---- RECORDS FOR THIS EXERCISE
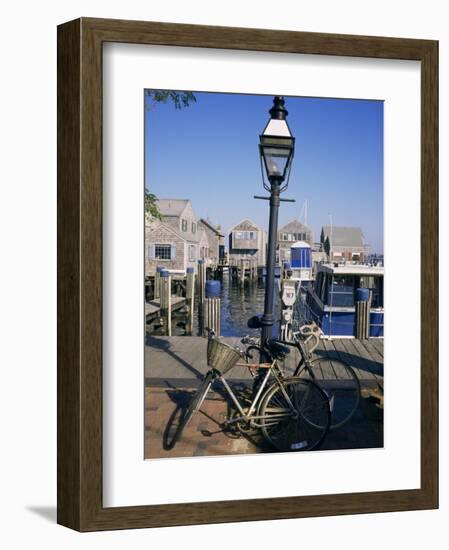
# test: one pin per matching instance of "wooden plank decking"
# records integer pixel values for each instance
(181, 360)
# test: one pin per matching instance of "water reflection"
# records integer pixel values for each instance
(239, 303)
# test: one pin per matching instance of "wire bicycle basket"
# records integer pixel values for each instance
(221, 356)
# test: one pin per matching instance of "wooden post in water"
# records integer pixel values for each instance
(212, 310)
(165, 301)
(201, 282)
(157, 282)
(242, 272)
(190, 298)
(362, 314)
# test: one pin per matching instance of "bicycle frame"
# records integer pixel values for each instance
(250, 416)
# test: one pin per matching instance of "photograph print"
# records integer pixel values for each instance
(264, 270)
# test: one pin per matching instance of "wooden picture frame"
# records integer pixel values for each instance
(80, 274)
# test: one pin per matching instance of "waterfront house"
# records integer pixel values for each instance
(247, 241)
(215, 238)
(173, 242)
(345, 243)
(289, 234)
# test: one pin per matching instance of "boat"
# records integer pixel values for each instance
(331, 298)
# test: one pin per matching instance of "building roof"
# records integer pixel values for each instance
(245, 225)
(300, 244)
(172, 207)
(351, 269)
(344, 236)
(295, 226)
(215, 228)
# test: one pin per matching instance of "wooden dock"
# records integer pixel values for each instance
(181, 360)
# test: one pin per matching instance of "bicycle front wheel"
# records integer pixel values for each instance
(341, 385)
(295, 415)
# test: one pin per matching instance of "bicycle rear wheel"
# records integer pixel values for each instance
(341, 385)
(295, 415)
(194, 406)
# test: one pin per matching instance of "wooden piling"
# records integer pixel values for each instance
(242, 272)
(211, 315)
(166, 301)
(190, 298)
(201, 282)
(362, 311)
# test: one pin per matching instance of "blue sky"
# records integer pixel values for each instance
(208, 152)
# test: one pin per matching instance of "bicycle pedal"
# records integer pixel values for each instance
(331, 399)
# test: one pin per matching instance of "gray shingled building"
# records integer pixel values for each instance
(346, 243)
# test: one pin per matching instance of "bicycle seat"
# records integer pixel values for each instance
(276, 349)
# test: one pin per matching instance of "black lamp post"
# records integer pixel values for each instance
(276, 148)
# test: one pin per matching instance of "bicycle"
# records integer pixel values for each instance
(293, 413)
(336, 377)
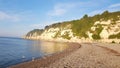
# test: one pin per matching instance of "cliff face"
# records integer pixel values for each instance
(104, 27)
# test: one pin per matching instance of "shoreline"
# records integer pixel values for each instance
(47, 60)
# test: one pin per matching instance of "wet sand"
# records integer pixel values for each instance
(47, 60)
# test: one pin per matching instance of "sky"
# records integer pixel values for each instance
(17, 17)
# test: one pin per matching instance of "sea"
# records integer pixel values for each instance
(17, 50)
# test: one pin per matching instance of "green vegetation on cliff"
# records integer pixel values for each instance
(81, 26)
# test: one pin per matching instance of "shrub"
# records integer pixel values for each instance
(113, 41)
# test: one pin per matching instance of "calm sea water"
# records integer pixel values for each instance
(16, 50)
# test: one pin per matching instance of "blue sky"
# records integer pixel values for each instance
(17, 17)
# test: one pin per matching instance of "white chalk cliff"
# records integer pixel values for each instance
(66, 33)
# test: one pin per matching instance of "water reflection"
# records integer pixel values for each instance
(48, 47)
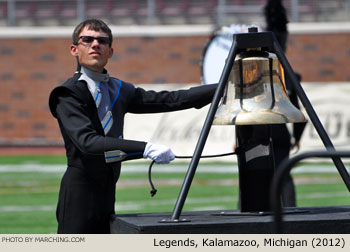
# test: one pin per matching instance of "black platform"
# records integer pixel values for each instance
(307, 220)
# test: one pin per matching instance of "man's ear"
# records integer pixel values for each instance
(73, 50)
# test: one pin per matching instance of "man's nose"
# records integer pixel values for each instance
(95, 43)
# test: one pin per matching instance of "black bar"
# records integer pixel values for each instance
(205, 131)
(312, 114)
(283, 170)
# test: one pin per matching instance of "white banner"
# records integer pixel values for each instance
(180, 130)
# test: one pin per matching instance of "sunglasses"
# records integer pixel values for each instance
(90, 39)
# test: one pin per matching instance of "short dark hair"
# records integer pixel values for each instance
(92, 24)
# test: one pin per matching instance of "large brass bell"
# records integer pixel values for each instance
(254, 93)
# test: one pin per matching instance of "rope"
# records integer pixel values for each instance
(154, 190)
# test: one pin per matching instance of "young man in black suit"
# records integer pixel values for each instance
(90, 109)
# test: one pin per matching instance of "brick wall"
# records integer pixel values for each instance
(31, 67)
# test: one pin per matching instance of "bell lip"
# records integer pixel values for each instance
(260, 118)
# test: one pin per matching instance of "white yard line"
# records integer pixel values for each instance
(173, 168)
(138, 205)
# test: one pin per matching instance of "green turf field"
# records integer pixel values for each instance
(29, 190)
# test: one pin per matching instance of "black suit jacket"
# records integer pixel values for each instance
(87, 193)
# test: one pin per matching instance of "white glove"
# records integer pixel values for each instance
(159, 153)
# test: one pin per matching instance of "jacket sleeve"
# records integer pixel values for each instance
(142, 101)
(78, 126)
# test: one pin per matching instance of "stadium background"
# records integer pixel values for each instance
(156, 42)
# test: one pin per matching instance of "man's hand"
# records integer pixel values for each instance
(159, 153)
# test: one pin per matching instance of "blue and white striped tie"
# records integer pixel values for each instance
(103, 103)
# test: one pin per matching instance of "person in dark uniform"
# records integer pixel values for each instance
(90, 109)
(282, 140)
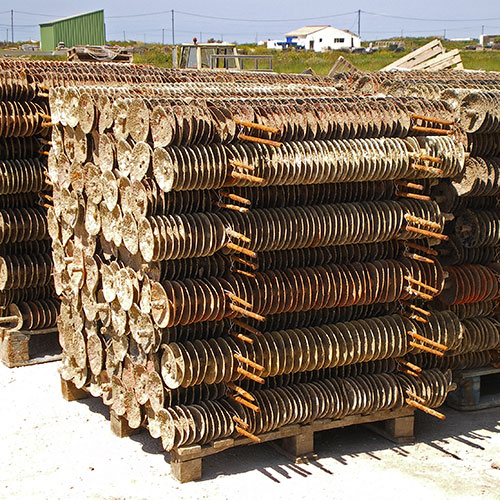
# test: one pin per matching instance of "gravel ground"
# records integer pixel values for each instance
(52, 449)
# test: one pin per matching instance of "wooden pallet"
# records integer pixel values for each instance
(21, 348)
(477, 389)
(294, 441)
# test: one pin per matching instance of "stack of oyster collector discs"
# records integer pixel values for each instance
(240, 252)
(27, 301)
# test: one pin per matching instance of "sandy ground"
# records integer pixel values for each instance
(52, 449)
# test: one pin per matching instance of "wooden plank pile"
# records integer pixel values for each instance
(99, 53)
(430, 57)
(28, 308)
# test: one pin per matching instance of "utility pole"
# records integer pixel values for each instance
(173, 30)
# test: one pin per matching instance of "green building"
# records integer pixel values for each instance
(82, 29)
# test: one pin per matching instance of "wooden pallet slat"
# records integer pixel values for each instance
(22, 348)
(469, 395)
(295, 441)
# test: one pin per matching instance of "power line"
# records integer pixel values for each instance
(33, 14)
(428, 19)
(265, 20)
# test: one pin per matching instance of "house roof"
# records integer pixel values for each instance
(307, 30)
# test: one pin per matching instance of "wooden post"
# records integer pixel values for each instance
(185, 471)
(398, 430)
(120, 427)
(301, 444)
(70, 392)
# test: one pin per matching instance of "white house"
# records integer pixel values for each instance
(320, 38)
(272, 44)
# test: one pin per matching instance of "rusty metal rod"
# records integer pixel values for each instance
(250, 314)
(259, 140)
(240, 249)
(422, 295)
(241, 391)
(235, 234)
(241, 337)
(241, 422)
(247, 177)
(424, 232)
(235, 298)
(244, 273)
(257, 126)
(236, 208)
(409, 365)
(408, 372)
(426, 349)
(410, 185)
(235, 197)
(250, 375)
(239, 164)
(425, 409)
(424, 222)
(244, 433)
(433, 343)
(423, 285)
(244, 262)
(418, 309)
(246, 403)
(249, 328)
(418, 166)
(415, 397)
(431, 158)
(415, 196)
(431, 119)
(420, 258)
(248, 362)
(426, 250)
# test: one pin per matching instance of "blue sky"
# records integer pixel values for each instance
(259, 19)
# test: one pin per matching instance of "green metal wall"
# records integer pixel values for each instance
(85, 29)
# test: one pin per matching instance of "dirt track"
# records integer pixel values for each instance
(52, 449)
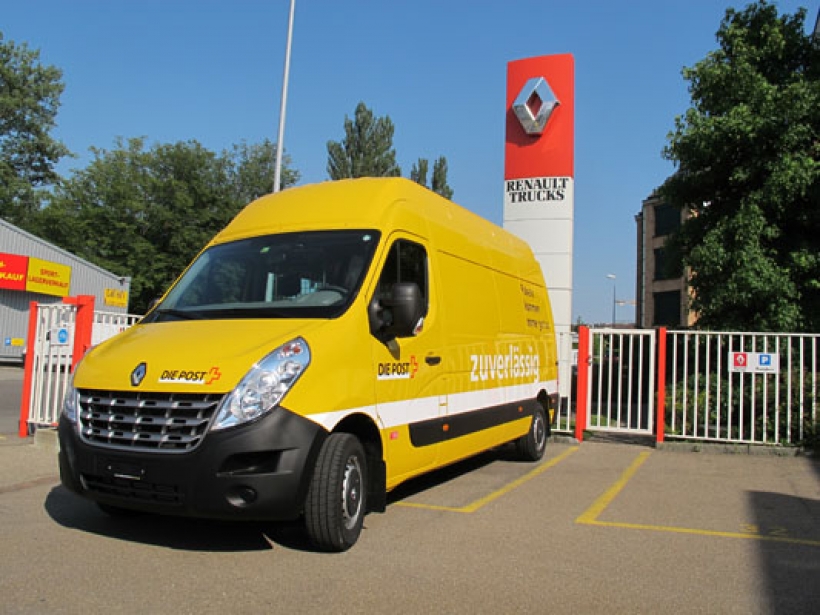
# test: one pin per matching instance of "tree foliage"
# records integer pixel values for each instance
(29, 100)
(747, 166)
(145, 213)
(439, 184)
(366, 150)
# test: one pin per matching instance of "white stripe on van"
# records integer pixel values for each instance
(415, 410)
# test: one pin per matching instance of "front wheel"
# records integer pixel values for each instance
(531, 446)
(336, 500)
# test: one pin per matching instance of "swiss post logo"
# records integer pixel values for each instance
(397, 370)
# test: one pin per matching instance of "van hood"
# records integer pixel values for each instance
(201, 356)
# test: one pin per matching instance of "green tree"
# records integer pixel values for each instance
(747, 166)
(251, 170)
(439, 184)
(145, 213)
(418, 173)
(29, 100)
(366, 150)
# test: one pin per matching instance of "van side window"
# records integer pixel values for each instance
(407, 262)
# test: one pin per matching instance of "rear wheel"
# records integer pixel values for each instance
(336, 500)
(531, 447)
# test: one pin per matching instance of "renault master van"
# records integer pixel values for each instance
(333, 341)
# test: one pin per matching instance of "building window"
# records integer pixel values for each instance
(665, 267)
(667, 309)
(667, 220)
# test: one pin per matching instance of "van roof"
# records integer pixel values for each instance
(387, 205)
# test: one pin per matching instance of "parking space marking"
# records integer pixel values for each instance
(590, 516)
(483, 501)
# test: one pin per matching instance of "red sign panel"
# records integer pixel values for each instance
(550, 153)
(13, 270)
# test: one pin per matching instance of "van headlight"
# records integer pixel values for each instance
(264, 386)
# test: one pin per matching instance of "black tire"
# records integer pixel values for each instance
(531, 446)
(337, 498)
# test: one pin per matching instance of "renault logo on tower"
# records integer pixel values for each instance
(534, 105)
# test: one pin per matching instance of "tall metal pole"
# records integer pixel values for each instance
(612, 277)
(277, 173)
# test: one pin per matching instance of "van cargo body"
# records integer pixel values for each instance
(333, 341)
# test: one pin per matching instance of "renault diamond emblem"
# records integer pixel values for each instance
(138, 374)
(534, 105)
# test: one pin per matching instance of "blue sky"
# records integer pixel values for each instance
(212, 71)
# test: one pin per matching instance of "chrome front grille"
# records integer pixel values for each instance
(166, 422)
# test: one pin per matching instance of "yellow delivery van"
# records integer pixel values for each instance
(331, 342)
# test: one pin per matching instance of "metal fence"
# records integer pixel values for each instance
(756, 388)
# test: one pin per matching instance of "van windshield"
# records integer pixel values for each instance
(291, 275)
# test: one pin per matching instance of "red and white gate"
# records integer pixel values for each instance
(59, 335)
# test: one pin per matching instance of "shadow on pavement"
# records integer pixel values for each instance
(789, 549)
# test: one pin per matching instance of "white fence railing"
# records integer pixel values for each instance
(52, 355)
(756, 388)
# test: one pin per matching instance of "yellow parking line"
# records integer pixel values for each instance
(590, 516)
(479, 503)
(592, 513)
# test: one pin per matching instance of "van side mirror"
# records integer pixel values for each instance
(398, 315)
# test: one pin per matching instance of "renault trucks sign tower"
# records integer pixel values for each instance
(539, 178)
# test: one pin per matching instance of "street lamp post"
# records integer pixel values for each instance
(277, 172)
(612, 277)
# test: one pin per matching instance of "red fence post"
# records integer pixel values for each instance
(660, 421)
(582, 383)
(28, 372)
(83, 325)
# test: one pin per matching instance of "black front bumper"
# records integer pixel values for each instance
(259, 471)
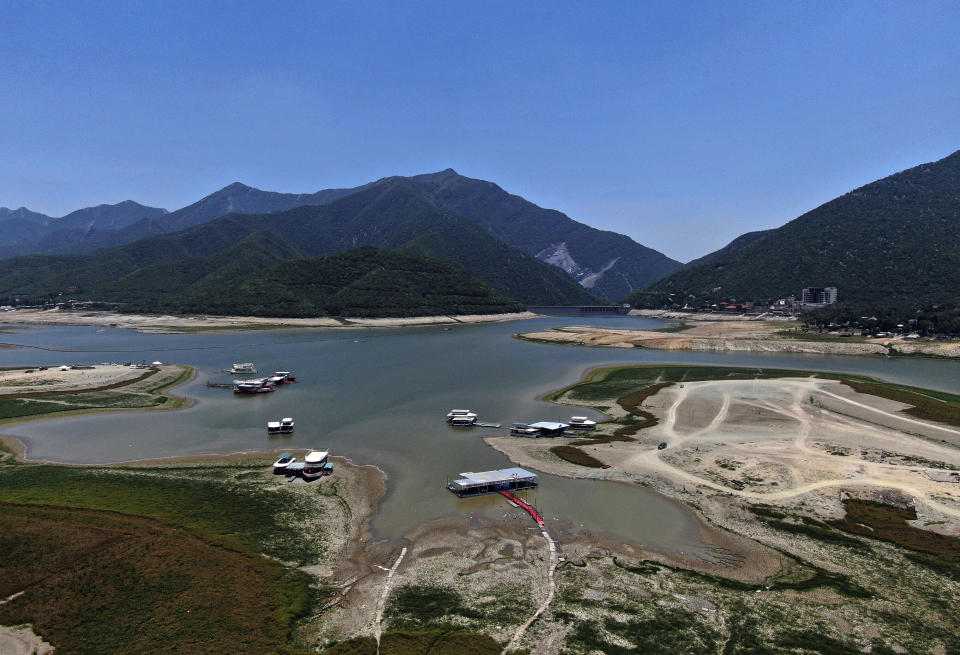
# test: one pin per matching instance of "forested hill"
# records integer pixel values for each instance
(607, 264)
(23, 231)
(362, 282)
(730, 249)
(391, 217)
(894, 243)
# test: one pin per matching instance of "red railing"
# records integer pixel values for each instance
(533, 512)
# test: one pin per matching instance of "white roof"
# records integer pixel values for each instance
(483, 477)
(316, 456)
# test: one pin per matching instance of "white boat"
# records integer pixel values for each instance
(315, 464)
(458, 412)
(582, 423)
(524, 430)
(259, 385)
(281, 464)
(463, 419)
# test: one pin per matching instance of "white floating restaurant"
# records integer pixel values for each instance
(315, 465)
(491, 482)
(582, 423)
(540, 429)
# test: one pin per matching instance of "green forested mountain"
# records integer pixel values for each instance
(730, 249)
(607, 264)
(892, 243)
(234, 198)
(392, 217)
(23, 231)
(361, 282)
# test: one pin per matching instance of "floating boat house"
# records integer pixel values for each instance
(491, 482)
(315, 465)
(582, 423)
(541, 429)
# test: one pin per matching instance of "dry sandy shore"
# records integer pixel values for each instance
(169, 323)
(792, 442)
(53, 379)
(741, 335)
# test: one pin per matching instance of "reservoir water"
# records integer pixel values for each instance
(379, 396)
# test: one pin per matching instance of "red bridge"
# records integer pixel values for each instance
(533, 512)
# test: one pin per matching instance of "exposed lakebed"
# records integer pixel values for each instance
(378, 396)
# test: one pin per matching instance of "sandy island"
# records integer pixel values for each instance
(712, 333)
(799, 443)
(788, 441)
(169, 323)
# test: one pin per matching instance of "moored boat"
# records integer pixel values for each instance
(280, 466)
(582, 423)
(453, 413)
(463, 419)
(260, 385)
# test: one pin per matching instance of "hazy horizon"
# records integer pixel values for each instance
(679, 125)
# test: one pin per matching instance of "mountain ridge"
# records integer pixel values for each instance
(890, 243)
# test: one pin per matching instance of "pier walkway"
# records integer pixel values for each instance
(533, 512)
(551, 585)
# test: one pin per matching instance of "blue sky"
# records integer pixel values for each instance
(681, 124)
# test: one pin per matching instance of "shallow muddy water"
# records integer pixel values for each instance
(379, 395)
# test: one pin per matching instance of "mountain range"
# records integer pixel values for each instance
(24, 231)
(893, 243)
(471, 223)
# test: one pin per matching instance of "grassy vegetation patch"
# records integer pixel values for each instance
(670, 631)
(202, 499)
(419, 643)
(927, 404)
(574, 455)
(422, 606)
(115, 583)
(888, 523)
(808, 527)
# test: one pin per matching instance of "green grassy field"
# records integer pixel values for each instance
(142, 560)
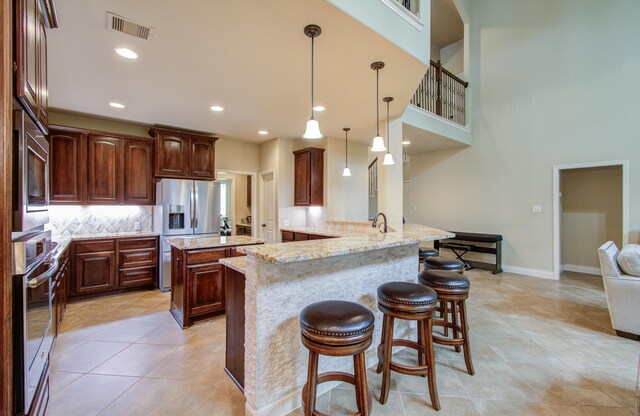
--------
GIVEN PROBLEM → Count the lines of the listing that contain the string "grassy" and reply with the number alone.

PROBLEM SOLUTION → 2